● **Brief**: Give the data again, word for word.

**** Supplied entries

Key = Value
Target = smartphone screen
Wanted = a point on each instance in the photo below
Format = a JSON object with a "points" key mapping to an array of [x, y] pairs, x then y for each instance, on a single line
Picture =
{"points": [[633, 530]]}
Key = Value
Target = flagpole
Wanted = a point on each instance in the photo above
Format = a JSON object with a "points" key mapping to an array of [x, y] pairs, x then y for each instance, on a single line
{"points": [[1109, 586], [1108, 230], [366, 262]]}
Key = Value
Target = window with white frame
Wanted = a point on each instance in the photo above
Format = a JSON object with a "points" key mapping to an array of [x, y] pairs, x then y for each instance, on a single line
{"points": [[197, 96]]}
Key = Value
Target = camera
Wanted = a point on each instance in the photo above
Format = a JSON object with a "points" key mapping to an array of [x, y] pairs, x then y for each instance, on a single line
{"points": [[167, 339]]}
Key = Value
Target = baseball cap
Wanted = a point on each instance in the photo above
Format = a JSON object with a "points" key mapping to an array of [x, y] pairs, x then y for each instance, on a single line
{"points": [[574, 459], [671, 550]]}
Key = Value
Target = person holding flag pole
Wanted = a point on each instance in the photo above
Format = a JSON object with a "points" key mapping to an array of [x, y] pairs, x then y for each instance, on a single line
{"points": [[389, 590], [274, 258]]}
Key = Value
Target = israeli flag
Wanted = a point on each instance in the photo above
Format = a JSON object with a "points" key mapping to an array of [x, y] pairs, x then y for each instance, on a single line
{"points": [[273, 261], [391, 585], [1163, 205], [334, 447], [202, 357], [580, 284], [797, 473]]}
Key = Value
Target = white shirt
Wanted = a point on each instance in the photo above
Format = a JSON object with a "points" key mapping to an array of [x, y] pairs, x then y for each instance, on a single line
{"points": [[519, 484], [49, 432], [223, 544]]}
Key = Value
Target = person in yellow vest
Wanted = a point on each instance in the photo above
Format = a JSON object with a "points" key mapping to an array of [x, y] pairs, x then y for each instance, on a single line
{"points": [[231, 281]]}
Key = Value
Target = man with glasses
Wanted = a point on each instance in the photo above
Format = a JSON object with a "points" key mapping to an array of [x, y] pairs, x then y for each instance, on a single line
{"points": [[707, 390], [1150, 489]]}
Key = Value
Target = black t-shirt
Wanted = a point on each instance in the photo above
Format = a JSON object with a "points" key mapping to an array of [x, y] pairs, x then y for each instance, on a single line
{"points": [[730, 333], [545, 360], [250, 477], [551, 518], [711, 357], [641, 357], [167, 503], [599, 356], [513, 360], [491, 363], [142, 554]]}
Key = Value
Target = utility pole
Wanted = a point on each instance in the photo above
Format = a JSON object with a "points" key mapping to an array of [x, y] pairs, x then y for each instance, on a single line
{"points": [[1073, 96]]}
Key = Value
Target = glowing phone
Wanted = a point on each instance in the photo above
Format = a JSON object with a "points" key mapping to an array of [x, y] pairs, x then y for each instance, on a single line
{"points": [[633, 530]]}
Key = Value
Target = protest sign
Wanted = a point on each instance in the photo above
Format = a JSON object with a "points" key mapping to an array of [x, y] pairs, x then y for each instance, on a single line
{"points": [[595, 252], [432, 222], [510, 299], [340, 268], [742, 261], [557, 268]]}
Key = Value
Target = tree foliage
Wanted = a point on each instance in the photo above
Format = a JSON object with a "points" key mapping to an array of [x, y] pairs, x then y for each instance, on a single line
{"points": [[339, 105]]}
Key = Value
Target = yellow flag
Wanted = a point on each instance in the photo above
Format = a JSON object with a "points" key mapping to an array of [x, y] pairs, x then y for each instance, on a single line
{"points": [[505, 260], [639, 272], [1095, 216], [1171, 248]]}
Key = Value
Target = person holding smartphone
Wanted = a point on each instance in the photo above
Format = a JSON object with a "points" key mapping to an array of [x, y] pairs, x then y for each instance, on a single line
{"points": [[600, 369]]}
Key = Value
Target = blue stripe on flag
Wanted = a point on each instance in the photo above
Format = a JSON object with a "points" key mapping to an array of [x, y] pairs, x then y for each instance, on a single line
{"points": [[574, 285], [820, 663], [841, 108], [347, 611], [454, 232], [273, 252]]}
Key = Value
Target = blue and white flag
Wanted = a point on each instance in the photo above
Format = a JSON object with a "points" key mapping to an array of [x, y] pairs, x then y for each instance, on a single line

********

● **Correct output**:
Key = Value
Target = smartphone screen
Wanted = a point on each instance in the photo below
Format = a JSON object with a "points" key mapping to an array of [x, y] pairs, x then y for each instance, on a single line
Picture =
{"points": [[633, 530]]}
Key = Value
Target = flagpole
Wanted = a point on each instance in the photo above
Format = a JSON object with a "points" key mapping to an array of [x, y] pairs, x then y for each instance, on a single line
{"points": [[1109, 586], [1108, 230], [366, 262]]}
Key = Value
Target = window with white frame
Wanted = a point on each instance in the photo above
Format = a JSON object with a "points" key mapping to an array of [x, y] pairs, x then y for each instance, on a single line
{"points": [[197, 96]]}
Key = Value
Target = camera
Wanted = a point on each instance in the photo above
Format = a JSON object with a "points" key mapping to an array of [x, y] pairs, x then y for each instance, on a single line
{"points": [[167, 339]]}
Key = Value
Target = baseball cap
Wanted = a point on each instance in the photo above
Format = a JSON object with a "points" key mapping to an array of [x, y] pairs, x then y for each instance, on a single line
{"points": [[574, 459], [671, 550]]}
Key = Value
Target = person holding flag pole
Wanted = a point on each instance in the photo above
Format = a JSON object with a "points" key mapping to an array of [x, y] pairs, x then y for each instance, on a single line
{"points": [[389, 590], [274, 258]]}
Key = Value
Target = israeli flag
Wanted = a point on each instance in the photo above
Format = a JSON object with a "points" key mapping to an array of [x, y] pairs, x then y for each instance, on a single line
{"points": [[273, 261], [391, 585], [1163, 205], [334, 447], [202, 357], [580, 284], [797, 473]]}
Key = Value
Target = white shirt
Wanted = a point on each instance in the photo above
Format = a JSON object with a "points" key mapping to an array of [x, y] pairs, x then y for each instance, on a single line
{"points": [[519, 484], [49, 432], [223, 544]]}
Key = Value
Target = person in yellow vest
Wanted = a point on each instance in the photo above
Format = a JSON object with a "points" key mapping to an array of [x, y] pairs, x then y for each instance, on a single line
{"points": [[231, 281]]}
Key = Value
Target = man with glasses
Wanted = a point on each instance in the photo above
Format = a JSON object with a "points" key mapping to an array of [x, y] pairs, x then y for each instance, on a single line
{"points": [[707, 390], [1150, 489]]}
Key = Value
Target = black t-shirt
Wanted = a point on each instance in the photo above
Format = a JSON object with a "points" key mapping to an array of [x, y] pairs, x then y for each instance, on a single line
{"points": [[730, 333], [545, 360], [250, 477], [551, 518], [711, 357], [641, 357], [167, 503], [599, 356], [513, 360], [491, 363], [142, 554]]}
Key = Value
Target = utility pole
Wanted = a point on each instance in the photo above
Format = a JSON object with a "points" key mapping to an array of [x, y] pairs, x then y for each instance, on a single line
{"points": [[1073, 96]]}
Key = Value
Target = glowing phone
Wanted = a point on each instance in the photo above
Format = a JSON object with a "points" key mapping to an array of [x, y] pairs, x then y for each instance, on a single line
{"points": [[633, 530]]}
Key = Value
Target = protest sign
Wanted = a point on each instance in the photo above
Format = a JSON object with a "points" key mapping to an array of [x, y] pairs, x then y for each instance, on a single line
{"points": [[595, 252], [432, 222], [510, 299], [340, 268], [742, 261], [557, 268]]}
Key = Value
Target = tree foliage
Wanted = a point on each instance in the photo above
Format = a JSON object with a "points" key mapping to an array of [x, y] pairs, x then y for each instance, on a single line
{"points": [[339, 105]]}
Key = Value
Target = yellow flag
Wanted = a point on each instance in the photo above
Format = a JSON object with a "points" key mapping to an array of [x, y] pairs, x then y for each instance, on a single line
{"points": [[505, 260], [639, 272], [1095, 216], [1171, 248]]}
Key = Value
Target = person holding smartphone
Wanted = a point on each instance in the photo above
Format = a JSON object with a "points" key mapping to an array of [x, y] pairs, x then y for each instance, on a single line
{"points": [[600, 369]]}
Key = Value
Target = blue stripe on flag
Wanted = a point on each instance in the photo above
Format = a JSON object with a "points" key mapping to an array of [x, y] pairs, x then y for each instance, on a single line
{"points": [[574, 285], [820, 663], [841, 108], [347, 611], [454, 232], [273, 252]]}
Key = Value
Target = blue and white flag
Wanted = a point on each instance in the photo above
Format = a JSON object with a "points" key mapping to an array of [x, y] pairs, x then y for each instance, on a single line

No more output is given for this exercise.